* [Task details] Count how many lines in the records below contain the word "sunglasses". Reply with that number only.

==*==

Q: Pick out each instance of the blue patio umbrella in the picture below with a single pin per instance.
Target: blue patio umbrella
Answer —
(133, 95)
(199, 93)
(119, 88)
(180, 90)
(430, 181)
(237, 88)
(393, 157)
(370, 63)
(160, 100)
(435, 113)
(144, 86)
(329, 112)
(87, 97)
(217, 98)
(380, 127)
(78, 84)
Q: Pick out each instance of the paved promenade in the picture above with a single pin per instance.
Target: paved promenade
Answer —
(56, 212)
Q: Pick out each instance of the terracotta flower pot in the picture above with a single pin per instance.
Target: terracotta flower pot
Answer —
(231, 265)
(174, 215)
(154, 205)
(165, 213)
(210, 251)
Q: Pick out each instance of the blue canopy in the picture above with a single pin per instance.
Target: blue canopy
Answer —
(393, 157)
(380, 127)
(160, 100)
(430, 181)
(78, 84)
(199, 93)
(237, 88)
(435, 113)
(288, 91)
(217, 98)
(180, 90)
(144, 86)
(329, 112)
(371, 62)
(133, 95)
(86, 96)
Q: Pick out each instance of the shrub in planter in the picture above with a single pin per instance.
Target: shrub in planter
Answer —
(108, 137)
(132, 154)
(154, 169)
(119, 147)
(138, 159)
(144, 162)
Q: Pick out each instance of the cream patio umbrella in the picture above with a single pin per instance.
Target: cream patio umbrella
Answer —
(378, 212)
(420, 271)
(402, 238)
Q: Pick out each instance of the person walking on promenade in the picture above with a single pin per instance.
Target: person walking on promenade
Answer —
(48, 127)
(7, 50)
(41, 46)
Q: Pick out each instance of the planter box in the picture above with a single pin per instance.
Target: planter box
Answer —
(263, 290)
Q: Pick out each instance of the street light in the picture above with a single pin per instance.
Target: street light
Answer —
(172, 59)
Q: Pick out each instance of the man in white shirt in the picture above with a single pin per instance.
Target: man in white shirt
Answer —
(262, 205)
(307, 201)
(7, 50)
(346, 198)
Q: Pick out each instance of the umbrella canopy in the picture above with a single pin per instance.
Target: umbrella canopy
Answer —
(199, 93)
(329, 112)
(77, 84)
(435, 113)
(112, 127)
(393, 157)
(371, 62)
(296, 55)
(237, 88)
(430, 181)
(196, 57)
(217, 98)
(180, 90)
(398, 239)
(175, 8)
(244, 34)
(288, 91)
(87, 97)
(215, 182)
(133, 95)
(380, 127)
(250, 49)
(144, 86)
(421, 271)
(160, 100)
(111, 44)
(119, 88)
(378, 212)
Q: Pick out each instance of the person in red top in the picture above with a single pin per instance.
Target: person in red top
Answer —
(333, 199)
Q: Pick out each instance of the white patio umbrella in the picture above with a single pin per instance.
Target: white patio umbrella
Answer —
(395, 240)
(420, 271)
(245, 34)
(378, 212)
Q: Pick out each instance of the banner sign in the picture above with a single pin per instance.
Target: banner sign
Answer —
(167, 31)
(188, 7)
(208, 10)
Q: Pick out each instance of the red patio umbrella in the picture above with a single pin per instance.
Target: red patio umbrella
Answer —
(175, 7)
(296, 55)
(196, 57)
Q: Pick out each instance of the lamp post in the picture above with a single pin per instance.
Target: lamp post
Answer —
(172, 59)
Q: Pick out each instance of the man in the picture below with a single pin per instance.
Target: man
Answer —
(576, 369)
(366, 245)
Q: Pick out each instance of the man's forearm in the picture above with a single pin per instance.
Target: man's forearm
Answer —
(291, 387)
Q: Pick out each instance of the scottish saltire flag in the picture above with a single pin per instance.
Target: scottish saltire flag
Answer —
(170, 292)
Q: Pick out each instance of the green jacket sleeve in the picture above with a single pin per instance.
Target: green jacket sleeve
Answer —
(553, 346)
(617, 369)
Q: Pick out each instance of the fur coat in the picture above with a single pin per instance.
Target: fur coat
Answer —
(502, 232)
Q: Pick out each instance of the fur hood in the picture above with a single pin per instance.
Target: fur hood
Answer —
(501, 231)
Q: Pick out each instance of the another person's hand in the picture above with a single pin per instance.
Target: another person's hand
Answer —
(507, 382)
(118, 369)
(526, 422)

==*==

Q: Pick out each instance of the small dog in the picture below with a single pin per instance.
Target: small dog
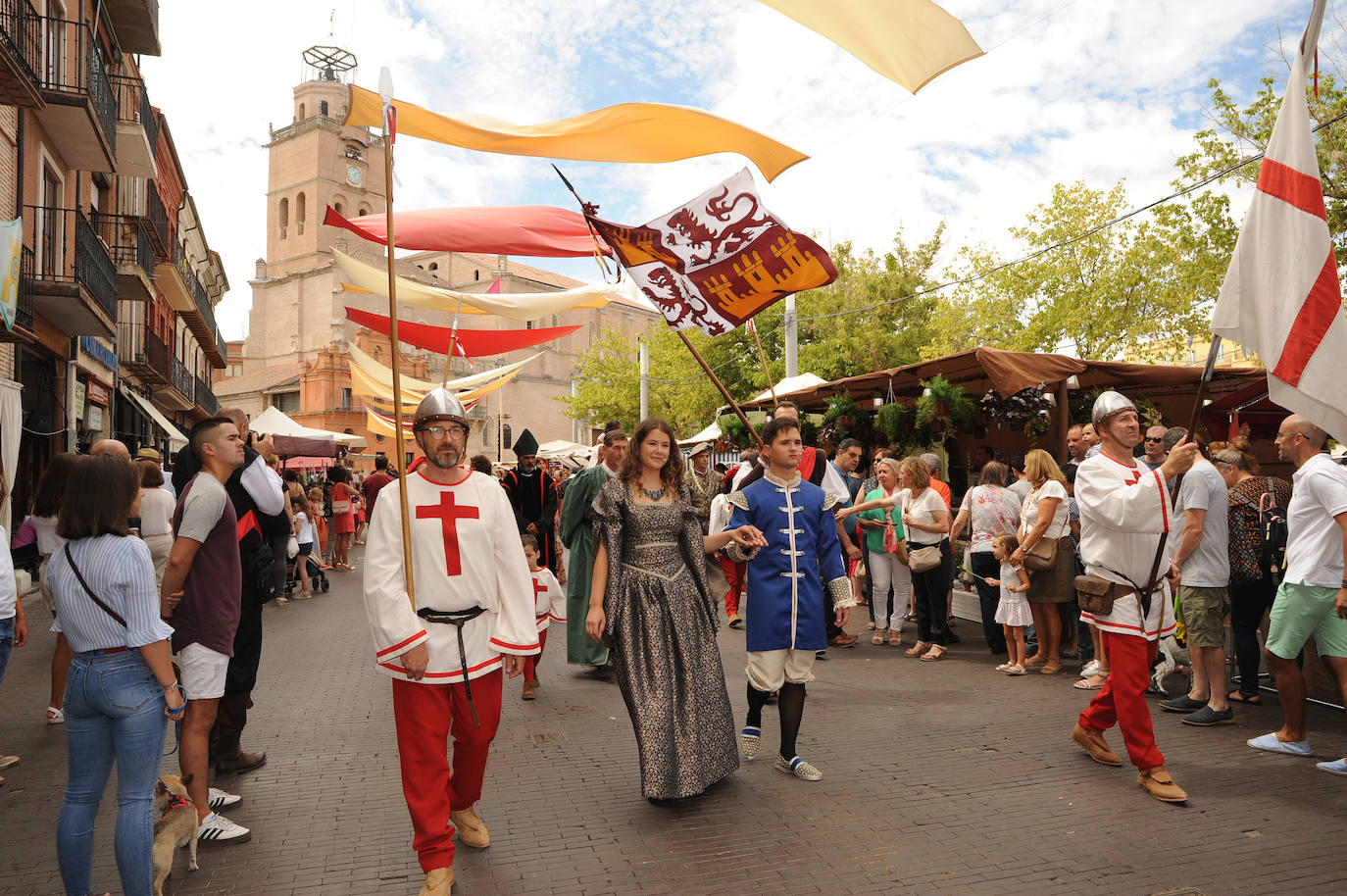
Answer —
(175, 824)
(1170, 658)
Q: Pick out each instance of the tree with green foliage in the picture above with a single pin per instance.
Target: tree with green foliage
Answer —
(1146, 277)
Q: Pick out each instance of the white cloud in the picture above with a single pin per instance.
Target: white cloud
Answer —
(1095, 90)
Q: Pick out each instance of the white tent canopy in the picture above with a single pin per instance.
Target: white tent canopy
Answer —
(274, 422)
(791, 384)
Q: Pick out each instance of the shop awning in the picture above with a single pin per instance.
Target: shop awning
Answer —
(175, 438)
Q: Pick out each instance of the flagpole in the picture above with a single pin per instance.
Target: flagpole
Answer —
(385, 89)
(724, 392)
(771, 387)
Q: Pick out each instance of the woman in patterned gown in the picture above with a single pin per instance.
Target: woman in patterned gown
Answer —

==*==

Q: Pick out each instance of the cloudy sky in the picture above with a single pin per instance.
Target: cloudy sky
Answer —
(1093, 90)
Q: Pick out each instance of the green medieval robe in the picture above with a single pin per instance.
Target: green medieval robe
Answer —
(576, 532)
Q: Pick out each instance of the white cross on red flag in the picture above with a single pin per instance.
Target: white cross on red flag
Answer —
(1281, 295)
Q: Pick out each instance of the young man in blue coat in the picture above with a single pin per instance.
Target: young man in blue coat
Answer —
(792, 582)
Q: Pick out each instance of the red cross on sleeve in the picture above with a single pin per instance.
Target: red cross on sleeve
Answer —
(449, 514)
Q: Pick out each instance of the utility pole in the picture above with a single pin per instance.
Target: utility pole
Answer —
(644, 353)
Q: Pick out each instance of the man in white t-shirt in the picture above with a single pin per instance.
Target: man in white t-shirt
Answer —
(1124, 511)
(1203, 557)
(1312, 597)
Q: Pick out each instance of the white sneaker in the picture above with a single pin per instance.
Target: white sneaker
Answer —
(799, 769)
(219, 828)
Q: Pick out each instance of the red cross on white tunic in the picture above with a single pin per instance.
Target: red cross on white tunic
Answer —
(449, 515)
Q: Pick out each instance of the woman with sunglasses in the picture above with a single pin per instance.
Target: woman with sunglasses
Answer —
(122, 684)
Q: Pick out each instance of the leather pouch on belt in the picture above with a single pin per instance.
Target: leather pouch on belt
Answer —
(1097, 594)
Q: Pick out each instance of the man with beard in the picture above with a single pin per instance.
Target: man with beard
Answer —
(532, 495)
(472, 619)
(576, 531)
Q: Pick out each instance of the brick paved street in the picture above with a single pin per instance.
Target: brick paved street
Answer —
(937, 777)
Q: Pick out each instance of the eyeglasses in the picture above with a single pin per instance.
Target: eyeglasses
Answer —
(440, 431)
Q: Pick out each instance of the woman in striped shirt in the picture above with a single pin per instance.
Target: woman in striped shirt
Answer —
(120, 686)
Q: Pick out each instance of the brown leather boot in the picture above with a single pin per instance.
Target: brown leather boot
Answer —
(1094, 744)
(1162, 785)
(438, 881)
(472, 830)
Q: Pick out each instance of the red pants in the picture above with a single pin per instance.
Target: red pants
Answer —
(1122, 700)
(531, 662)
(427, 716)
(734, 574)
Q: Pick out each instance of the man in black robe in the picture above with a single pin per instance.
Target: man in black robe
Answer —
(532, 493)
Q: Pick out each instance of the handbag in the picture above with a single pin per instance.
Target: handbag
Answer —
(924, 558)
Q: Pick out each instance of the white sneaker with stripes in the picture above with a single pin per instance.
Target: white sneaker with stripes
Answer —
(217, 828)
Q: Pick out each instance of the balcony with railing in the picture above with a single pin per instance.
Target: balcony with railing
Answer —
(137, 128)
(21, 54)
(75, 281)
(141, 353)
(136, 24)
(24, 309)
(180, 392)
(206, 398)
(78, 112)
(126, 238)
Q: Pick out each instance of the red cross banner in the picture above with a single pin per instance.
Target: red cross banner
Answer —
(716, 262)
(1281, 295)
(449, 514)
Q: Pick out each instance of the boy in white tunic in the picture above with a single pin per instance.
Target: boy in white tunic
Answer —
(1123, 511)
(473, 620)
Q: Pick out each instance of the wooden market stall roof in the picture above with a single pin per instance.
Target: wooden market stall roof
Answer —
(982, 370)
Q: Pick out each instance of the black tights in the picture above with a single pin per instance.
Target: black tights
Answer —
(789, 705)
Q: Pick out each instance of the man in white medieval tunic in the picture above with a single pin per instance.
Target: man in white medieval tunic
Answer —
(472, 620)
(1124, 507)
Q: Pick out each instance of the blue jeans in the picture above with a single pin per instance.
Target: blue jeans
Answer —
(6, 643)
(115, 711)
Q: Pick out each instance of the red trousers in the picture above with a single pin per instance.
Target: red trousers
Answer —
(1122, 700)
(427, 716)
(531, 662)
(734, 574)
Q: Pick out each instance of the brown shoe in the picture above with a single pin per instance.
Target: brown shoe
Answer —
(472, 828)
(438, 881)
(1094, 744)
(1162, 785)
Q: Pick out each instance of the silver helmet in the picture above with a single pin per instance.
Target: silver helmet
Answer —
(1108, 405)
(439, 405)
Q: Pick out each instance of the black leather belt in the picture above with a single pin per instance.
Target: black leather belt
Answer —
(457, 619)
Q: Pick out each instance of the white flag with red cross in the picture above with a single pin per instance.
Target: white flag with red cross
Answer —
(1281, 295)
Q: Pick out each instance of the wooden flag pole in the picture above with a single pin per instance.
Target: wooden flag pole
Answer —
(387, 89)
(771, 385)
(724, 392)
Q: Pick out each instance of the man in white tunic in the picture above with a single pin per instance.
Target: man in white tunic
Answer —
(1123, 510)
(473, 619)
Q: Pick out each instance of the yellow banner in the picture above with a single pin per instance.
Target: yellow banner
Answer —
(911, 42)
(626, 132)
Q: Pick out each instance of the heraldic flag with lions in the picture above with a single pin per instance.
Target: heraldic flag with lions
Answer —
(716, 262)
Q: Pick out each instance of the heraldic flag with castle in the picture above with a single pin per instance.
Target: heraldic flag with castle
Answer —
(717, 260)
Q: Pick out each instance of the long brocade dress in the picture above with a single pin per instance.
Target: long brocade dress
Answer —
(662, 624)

==*==

* [Response below] 2